§ **Tasks and exercises**:
1. Reproduce word for word the part of the methylnaltrexone text below, starting with "Although the only" and going on through "will reduce access.".
2. Carry on the methylnaltrexone text below from the point where it stops.

When a methyl group is added to the opioid antagonist naltrexone, methylnaltrexone is formed. The molecule does not cross the blood-brain barrier, and does not induce acute opioid abstinence syndrome or cause loss of analgesia.49Methylnaltrexone’s mechanism of action (as with other opioid antagonists) in the treatment of OIC is specific to the opioid receptor in the gut wall (most specifically µ). The molecule binds to the opioid receptor with high affinity, greater than that of opioid agonists, displacing the exogenous opioid. However, it causes no receptor conformational change; therefore, no action and, in the case of OIC, no reduced colonic motility.49 The effect is to reverse the constipatory effects of exogenous opioids on gut motility and secretion. Methylnaltrexone (Relistor) is currently available in a subcutaneous formulation, although an oral product is currently under development. Some initial studies using the oral formulation have been encouraging.50

The clinical trials of subcutaneous methylnaltrexone used “real-world” patients—those with end-stage disease and fewer than 6 months to live.51,52 However, it is important to keep in mind that the current FDA indication does not include fewer than 6 months or life or a hospice admission. In a review of the studies done on methylnaltrexone in “advanced illness,” more than 70% of patients had efficacy in global clinical impression of change.52 In these studies no reversal of opioid analgesia or evidence of acute opioid abstinence syndrome were observed. Further, little difficulty was observed in the subcutaneous injection administration—by the patient or family member.51

Again, from a mechanistic perspective, it is logical to use a drug such as methylnaltrexone. When cost constraints are a concern, however, using the “symptom approach” to treatment also seems to be a logical alternative. Empirically, patients do respond to treatments that are generalized in their mechanism of action and not specific such as methylnaltrexone. However, for the patient who fails the FC approach to treatment, methylnaltrexone provides a new and effective next step in treatment.53

Although the only product indicated and marketed for OIC is methylnaltrexone, the market for treatments in OIC is expanding into a very contracted space. Many new opioid antagonists are in development. For example, NKTR-118, TD-1211, ADL-7445, and ADL-5945 (see Table 3).54-58 In addition, there are 63 studies listed on ClinicalTrials.gov (as of press time) engaged in clinical trials involving OIC.59 This may be good news for patients, as a multitude of options may allow for individual patient variations. There will, however, be continued financial constraints, which will reduce access.

Stored data:
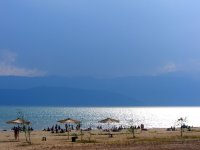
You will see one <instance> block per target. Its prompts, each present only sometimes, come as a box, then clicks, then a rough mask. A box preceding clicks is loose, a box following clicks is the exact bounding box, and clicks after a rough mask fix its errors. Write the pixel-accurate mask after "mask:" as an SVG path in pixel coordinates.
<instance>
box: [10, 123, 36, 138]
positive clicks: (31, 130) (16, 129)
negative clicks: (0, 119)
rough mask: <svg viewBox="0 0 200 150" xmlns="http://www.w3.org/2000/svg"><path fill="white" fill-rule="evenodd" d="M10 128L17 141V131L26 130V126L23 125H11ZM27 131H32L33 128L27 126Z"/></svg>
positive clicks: (17, 136)
mask: <svg viewBox="0 0 200 150" xmlns="http://www.w3.org/2000/svg"><path fill="white" fill-rule="evenodd" d="M12 130H13V131H14V138H15V140H16V141H19V133H20V131H25V130H26V127H25V126H22V127H20V126H17V127H15V126H14V127H13V128H12ZM28 131H33V128H32V127H28Z"/></svg>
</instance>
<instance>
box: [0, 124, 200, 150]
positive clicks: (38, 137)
mask: <svg viewBox="0 0 200 150" xmlns="http://www.w3.org/2000/svg"><path fill="white" fill-rule="evenodd" d="M72 136H78V139H77V140H76V142H72V139H71V138H72ZM43 137H46V141H42V138H43ZM31 142H32V144H31V145H29V144H28V143H26V141H25V136H24V133H20V140H19V141H15V140H14V137H13V131H0V147H1V150H27V149H28V150H33V149H36V150H51V149H52V150H65V149H77V150H78V149H87V150H92V149H99V150H100V149H113V150H114V149H123V150H125V149H136V150H137V149H138V150H141V149H148V150H149V149H152V150H154V149H156V150H160V149H167V150H171V149H181V150H182V149H184V150H186V149H187V150H188V149H200V128H199V127H198V128H197V127H195V128H192V129H191V131H186V130H185V131H184V132H183V137H181V136H180V129H176V131H167V129H166V128H152V129H147V131H141V130H140V129H137V130H136V131H135V138H133V134H132V133H131V132H128V130H127V129H124V130H122V131H120V132H112V137H109V132H105V131H102V130H92V131H84V132H83V136H82V140H81V136H80V131H71V132H70V137H69V139H68V134H67V133H50V132H47V131H39V130H38V131H33V132H31Z"/></svg>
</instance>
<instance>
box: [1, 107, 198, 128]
mask: <svg viewBox="0 0 200 150" xmlns="http://www.w3.org/2000/svg"><path fill="white" fill-rule="evenodd" d="M18 112H22V113H23V114H24V116H25V119H27V120H29V121H31V123H32V124H31V126H32V127H33V128H34V129H37V130H41V129H44V128H47V127H48V126H49V127H51V126H52V125H55V124H56V123H57V121H58V120H61V119H65V118H73V119H76V120H80V121H82V127H83V128H87V127H90V126H91V127H92V128H96V127H97V126H98V125H102V126H103V127H104V128H106V127H107V124H105V125H104V124H100V123H98V121H99V120H101V119H105V118H107V117H111V118H115V119H118V120H120V123H119V124H113V125H116V126H118V125H123V126H130V125H140V124H144V126H145V128H168V127H171V126H174V125H175V124H176V120H177V119H178V118H180V117H183V118H185V117H186V120H187V122H186V124H187V125H190V126H195V127H199V126H200V107H8V106H6V107H5V106H4V107H3V106H0V130H3V129H10V128H11V127H12V126H13V125H9V124H6V123H5V122H6V121H8V120H13V119H15V118H17V116H18V115H17V113H18ZM61 126H62V125H61ZM63 126H64V125H63ZM110 126H111V125H110Z"/></svg>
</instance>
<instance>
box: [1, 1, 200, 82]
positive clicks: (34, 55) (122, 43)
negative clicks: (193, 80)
mask: <svg viewBox="0 0 200 150" xmlns="http://www.w3.org/2000/svg"><path fill="white" fill-rule="evenodd" d="M199 6H200V1H199V0H192V1H189V0H176V1H175V0H162V1H161V0H151V1H149V0H125V1H122V0H109V1H108V0H96V1H95V0H84V1H83V0H59V1H55V0H42V1H41V0H29V1H27V0H17V1H7V0H1V1H0V75H1V76H8V75H14V76H28V77H35V76H52V75H56V76H90V77H97V78H107V77H109V78H110V77H111V78H114V77H127V76H144V75H146V76H159V75H165V74H169V73H174V74H180V75H182V76H190V77H195V76H199V75H200V42H199V39H200V19H199V18H200V9H199Z"/></svg>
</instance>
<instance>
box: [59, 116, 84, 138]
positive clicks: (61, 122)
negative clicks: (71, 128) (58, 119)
mask: <svg viewBox="0 0 200 150" xmlns="http://www.w3.org/2000/svg"><path fill="white" fill-rule="evenodd" d="M57 122H59V123H75V124H80V123H81V122H80V121H78V120H75V119H71V118H67V119H63V120H59V121H57ZM68 139H69V130H68Z"/></svg>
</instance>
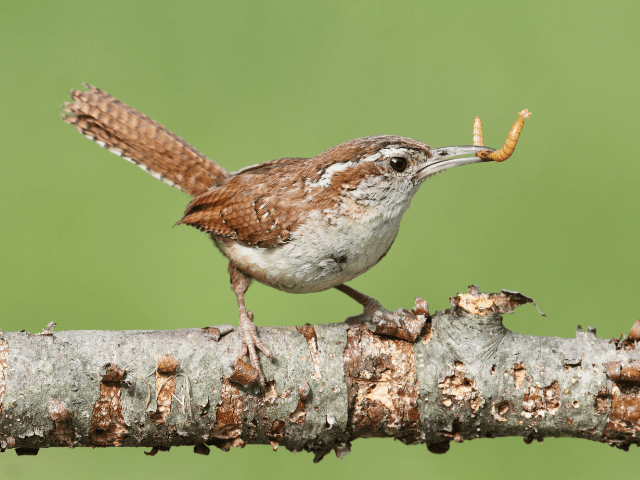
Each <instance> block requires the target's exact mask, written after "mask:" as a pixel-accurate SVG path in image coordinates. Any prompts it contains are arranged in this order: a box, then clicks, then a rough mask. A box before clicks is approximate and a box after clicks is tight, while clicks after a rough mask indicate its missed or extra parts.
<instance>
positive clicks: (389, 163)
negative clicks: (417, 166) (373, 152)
mask: <svg viewBox="0 0 640 480" xmlns="http://www.w3.org/2000/svg"><path fill="white" fill-rule="evenodd" d="M389 165H391V168H393V169H394V170H395V171H396V172H404V170H405V168H407V159H406V158H404V157H391V158H390V159H389Z"/></svg>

§ **Outputs by task**:
1.
Although the only product indicated and marketed for OIC is methylnaltrexone, the market for treatments in OIC is expanding into a very contracted space. Many new opioid antagonists are in development. For example, NKTR-118, TD-1211, ADL-7445, and ADL-5945 (see Table 3).54-58 In addition, there are 63 studies listed on ClinicalTrials.gov (as of press time) engaged in clinical trials involving OIC.59 This may be good news for patients, as a multitude of options may allow for individual patient variations. There will, however, be continued financial constraints, which will reduce access.

2.
Conclusion
Although OIBD is frequently ignored, it is done so at the patients’ disadvantage. “Constipation is a recognized side effect of opioid use; however, its impact and the wider condition of OIBD have been underestimated and underappreciated by healthcare professionals.”60 OIC can have a significant impact on patients taking opioids; for example, quality of life was significantly reduced in a 2011 Swiss study.61 Further, in this author’s clinical experience, patients with cancer who are treated with opioids may request that the opioids be stopped, as the cancer pain is less uncomfortable than the constipation. Therefore, it is critical that OIC (and OIBD) be routinely and fully evaluated, and commonly treated (Figure). This review outlines an approach that can easily be taken by primary care physicians as well as specialists.